- [What to work on]:
Nothing but the lines from the one containing "box: [104, 296, 123, 333]" through the one containing "positive clicks: (109, 315) (116, 323)", both included, should be given again, each exactly as written below.

- [Items from a data source]:
▬▬▬
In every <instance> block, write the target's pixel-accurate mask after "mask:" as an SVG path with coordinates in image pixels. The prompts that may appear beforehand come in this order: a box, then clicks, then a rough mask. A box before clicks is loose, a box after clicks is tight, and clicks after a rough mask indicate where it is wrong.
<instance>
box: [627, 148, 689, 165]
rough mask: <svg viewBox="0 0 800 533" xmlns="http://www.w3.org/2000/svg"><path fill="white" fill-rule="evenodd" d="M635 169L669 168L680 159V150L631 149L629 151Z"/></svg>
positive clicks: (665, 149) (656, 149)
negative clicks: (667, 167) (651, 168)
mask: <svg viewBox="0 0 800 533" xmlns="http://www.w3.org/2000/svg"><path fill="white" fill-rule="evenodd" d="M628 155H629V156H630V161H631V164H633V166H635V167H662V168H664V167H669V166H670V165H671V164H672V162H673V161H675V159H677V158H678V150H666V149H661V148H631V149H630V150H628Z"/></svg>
▬▬▬
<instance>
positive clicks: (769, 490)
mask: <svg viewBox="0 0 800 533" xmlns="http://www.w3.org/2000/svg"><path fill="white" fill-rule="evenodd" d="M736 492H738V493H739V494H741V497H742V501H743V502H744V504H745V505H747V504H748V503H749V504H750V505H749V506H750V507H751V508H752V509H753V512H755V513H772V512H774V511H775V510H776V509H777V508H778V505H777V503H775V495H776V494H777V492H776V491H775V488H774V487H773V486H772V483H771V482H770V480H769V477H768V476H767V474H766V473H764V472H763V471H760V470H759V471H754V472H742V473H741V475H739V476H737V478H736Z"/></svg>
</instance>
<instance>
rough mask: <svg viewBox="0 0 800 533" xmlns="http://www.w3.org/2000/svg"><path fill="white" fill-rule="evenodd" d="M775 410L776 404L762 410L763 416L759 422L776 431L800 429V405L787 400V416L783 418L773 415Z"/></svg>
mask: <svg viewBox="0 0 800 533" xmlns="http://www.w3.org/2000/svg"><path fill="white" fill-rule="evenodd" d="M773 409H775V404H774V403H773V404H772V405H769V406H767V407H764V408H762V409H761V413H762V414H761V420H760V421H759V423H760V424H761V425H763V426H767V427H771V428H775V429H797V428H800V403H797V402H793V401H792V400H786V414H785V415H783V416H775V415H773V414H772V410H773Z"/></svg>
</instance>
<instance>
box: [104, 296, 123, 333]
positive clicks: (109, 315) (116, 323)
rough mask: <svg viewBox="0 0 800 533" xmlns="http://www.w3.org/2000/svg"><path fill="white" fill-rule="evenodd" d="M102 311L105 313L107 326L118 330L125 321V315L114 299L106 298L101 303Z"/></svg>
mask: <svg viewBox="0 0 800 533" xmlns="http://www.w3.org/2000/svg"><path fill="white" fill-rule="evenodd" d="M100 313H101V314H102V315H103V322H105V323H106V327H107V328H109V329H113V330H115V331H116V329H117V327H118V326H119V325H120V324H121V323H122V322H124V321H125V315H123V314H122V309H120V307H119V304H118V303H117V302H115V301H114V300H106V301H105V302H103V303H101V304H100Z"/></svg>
▬▬▬
- [Result for this exercise]:
box: [104, 296, 123, 333]
positive clicks: (109, 315) (116, 323)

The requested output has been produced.